Records drawn from a dataset:
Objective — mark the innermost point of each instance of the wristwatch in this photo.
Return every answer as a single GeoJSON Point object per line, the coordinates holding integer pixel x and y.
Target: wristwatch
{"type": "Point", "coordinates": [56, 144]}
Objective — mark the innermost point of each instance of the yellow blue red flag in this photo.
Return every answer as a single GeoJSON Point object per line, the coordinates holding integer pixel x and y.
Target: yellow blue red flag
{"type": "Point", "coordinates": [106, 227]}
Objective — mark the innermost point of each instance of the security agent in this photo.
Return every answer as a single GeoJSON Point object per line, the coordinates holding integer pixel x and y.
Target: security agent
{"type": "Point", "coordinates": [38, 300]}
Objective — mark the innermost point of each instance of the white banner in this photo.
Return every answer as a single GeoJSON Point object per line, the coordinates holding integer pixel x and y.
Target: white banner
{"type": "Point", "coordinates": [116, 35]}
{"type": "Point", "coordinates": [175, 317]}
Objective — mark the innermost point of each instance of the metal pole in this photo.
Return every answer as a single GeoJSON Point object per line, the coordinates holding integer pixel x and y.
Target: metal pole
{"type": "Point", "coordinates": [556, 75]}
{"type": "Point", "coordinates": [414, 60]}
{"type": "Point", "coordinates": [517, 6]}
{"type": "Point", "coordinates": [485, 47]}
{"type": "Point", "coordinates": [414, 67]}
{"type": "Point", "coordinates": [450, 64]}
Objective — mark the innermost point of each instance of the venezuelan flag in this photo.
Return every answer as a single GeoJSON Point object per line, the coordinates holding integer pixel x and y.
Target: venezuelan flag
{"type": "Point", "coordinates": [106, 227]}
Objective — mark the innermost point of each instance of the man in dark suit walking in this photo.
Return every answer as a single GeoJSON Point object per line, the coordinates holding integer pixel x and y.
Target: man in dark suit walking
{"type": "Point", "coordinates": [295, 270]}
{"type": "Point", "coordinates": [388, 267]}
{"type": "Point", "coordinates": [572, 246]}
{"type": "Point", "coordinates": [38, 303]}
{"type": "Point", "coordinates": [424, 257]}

### Problem
Please give the number of lines in the data where "this" appears, without any other words.

### Task solution
7